#### YOUR GOAL
Add 128 to both coordinates of every answer point in the part that opens with the line containing "drop a dot on the blue" and closes with the end of the rows. Write that whole part out again, request lines included.

#### RAW DATA
┌──
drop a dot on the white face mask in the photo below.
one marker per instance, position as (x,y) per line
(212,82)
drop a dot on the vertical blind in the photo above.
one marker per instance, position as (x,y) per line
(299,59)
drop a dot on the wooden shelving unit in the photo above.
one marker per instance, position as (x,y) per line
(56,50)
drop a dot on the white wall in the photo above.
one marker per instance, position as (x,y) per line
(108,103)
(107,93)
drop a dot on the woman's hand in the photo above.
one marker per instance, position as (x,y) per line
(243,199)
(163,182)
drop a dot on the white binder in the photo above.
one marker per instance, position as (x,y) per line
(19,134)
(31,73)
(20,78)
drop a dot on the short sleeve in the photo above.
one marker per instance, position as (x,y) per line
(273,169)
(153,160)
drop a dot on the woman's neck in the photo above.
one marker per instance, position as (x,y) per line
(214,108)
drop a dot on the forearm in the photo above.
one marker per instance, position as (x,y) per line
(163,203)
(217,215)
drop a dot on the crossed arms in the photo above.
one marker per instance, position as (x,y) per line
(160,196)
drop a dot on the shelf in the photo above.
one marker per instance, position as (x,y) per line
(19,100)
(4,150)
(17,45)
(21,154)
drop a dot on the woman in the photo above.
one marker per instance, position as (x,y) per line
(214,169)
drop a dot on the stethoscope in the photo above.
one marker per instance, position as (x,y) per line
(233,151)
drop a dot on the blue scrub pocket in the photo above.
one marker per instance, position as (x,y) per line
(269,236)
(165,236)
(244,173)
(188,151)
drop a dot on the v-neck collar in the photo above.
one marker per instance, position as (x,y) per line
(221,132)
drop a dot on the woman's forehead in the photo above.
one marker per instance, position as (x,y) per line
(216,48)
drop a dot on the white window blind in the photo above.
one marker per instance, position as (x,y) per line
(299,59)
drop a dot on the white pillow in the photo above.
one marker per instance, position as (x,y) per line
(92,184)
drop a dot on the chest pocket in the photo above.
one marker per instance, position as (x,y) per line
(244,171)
└──
#### EXERCISE RESPONSE
drop a dot on the blue scrub pocket in the photo above.
one marker per instance, position as (x,y) per line
(397,364)
(293,364)
(372,301)
(316,279)
drop a dot on the v-neck collar in the photo above.
one marker per instance, position as (x,y) per line
(349,260)
drop a dot on the woman's forehead in the photo above.
one marker per instance, position as (x,y) per line
(344,176)
drop a dot on the white window blind in the photo above.
one marker per instance, position as (x,y) per line
(427,187)
drop a dot on the white pillow in the photo above.
one marker per instance, position as (x,y) per line
(220,312)
drop a dot on the chest pocket in the photo above.
one marker per instance, position as (x,y) per line
(372,299)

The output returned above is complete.